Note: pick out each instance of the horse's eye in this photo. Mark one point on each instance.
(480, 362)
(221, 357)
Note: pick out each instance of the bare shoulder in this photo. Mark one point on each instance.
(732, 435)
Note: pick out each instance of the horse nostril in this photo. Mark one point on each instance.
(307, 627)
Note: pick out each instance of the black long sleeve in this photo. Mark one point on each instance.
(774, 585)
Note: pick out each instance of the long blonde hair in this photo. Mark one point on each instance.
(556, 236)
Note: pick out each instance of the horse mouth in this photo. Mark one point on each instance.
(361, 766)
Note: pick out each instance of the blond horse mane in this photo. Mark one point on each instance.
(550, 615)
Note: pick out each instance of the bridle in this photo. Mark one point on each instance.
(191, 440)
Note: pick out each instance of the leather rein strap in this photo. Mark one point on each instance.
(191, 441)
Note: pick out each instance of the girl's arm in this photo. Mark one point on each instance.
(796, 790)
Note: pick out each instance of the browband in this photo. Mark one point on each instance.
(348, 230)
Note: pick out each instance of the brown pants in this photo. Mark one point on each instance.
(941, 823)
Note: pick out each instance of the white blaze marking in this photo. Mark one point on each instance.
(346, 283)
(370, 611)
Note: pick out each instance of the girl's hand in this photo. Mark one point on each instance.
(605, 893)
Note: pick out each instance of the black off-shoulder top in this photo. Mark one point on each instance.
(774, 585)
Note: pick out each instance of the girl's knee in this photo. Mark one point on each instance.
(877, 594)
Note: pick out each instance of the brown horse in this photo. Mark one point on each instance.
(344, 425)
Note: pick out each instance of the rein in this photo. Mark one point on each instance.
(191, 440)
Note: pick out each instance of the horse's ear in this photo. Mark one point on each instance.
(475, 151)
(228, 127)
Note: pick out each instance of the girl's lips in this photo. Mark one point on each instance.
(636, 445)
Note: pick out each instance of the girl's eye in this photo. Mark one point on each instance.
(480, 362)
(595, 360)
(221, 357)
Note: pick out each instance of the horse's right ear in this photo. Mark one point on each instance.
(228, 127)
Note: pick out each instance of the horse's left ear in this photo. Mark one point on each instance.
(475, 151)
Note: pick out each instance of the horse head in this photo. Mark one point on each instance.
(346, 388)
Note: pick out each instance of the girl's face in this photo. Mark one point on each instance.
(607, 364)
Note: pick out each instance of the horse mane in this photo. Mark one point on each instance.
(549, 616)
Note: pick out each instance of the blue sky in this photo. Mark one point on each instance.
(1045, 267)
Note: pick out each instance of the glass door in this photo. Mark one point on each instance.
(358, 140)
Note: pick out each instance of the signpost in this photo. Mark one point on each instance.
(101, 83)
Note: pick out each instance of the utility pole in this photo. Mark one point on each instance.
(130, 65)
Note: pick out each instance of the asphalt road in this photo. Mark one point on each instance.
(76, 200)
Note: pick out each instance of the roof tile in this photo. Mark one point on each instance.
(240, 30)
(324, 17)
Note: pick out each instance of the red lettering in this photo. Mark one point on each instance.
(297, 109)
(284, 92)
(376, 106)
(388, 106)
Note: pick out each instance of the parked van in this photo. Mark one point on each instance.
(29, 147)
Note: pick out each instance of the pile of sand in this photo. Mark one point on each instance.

=-=-=

*Problem description*
Output every entry shown above, exactly.

*Right answer*
Note: pick out each instance of the horse's eye in this photo. Mark one point on each instance.
(480, 362)
(221, 357)
Note: pick out each instance of the bare shoulder in this photo. Mark one point on each instance.
(732, 435)
Note: pick out each instance of the horse nostril in this photo. Mark one point on each instance.
(307, 627)
Note: pick out each instance of the black long sleeve in this photo. Mark one point on each instance.
(774, 585)
Note: pick out each instance of the long blonde hair in this photo. Mark one point on each instance.
(556, 236)
Note: pick out each instance of the horse mouth in this photo. Mark one point on each instance.
(361, 766)
Note: pick out each instance of the blond horse mane in this photo. Mark one point on each instance.
(550, 615)
Note: pick out each instance of the bridle in this photo. Mark one point on each instance.
(191, 440)
Note: pick out each instance of the leather rein strap in this photo. Mark one point on each instance.
(191, 441)
Note: pick out each instance of the girl's arm in this photo. Mark one point on each instance.
(796, 790)
Note: pick out each instance of the browband in this photo. Mark one point on each instance.
(348, 230)
Note: pick out each instance of the brown pants in this photo. Mark one point on each instance.
(941, 823)
Note: pick out each instance of the white blaze marking in this photo. Mark one point on each instance.
(346, 283)
(370, 611)
Note: pick out each instance of the girl's hand in this photo. Mark one point on each instance.
(605, 893)
Note: pick out each instance of the black off-shoulder top in this photo. Mark one point on each instance.
(774, 585)
Note: pick out each instance of the girl's knee in this photo. Mark one point on each instance.
(877, 594)
Note: pick out each instance of the brown horse in this photo. Mark one point on each instance.
(344, 425)
Note: pick out each instance of the rein in this photo. Mark one point on each instance.
(191, 440)
Note: pick out each instance of the horse's ear in this photo. Mark one point on each instance.
(475, 151)
(228, 127)
Note: pick out each instance of the girl's lips in this photo. Mark one point on each instance.
(636, 445)
Note: pick out each instance of the girl's eye in this photo. Mark one point on each instance.
(480, 362)
(595, 360)
(221, 357)
Note: pick out each instance of the horse's right ear in this photo. Mark one point on each instance.
(228, 127)
Note: pick out each instance of the horse's left ear in this photo. Mark one point on each instance.
(475, 151)
Note: pick out each instance of the horse head in this photo. Mark one point on each instance.
(346, 388)
Note: pick out each instance of the girl's face in this photo. Mark one point on each instance.
(607, 364)
Note: pick out each instance of the horse mane in this photo. Mark one point on each instance.
(549, 616)
Note: pick out each instance of the blue sky in this photo. Mark one point on each instance.
(1045, 267)
Note: pick out each instance of the glass door in this photo. Mark one point on each instance.
(358, 140)
Note: pick out each instance of the signpost in this photo. Mark one point on each instance.
(101, 83)
Note: pick out each instance of the utility pole in this photo. Mark one point on each instance.
(130, 65)
Note: pick out each instance of the asphalt road in this photo. Mark one point on each instance.
(76, 200)
Note: pick out each instance of the roof tile in this photo. Mark one point on each instance.
(240, 30)
(324, 17)
Note: pick out each instance of the red lettering in this photo. Mark one point on each instance.
(297, 109)
(284, 92)
(376, 106)
(388, 106)
Note: pick out each instance of the parked van in this photo. Mark one point on each instance.
(29, 147)
Note: pick out each instance of the pile of sand in this photo. Mark one point on each instance.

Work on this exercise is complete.